__Set exercise__: Write out every one of the records below word for word, changing nothing.

__Information shown__:
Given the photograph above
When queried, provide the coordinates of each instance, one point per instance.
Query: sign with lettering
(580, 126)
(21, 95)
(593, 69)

__Problem solution__:
Given the photograph above
When queried, provide the coordinates of each instance, one point per instance.
Query: sign with lettering
(580, 126)
(21, 95)
(593, 69)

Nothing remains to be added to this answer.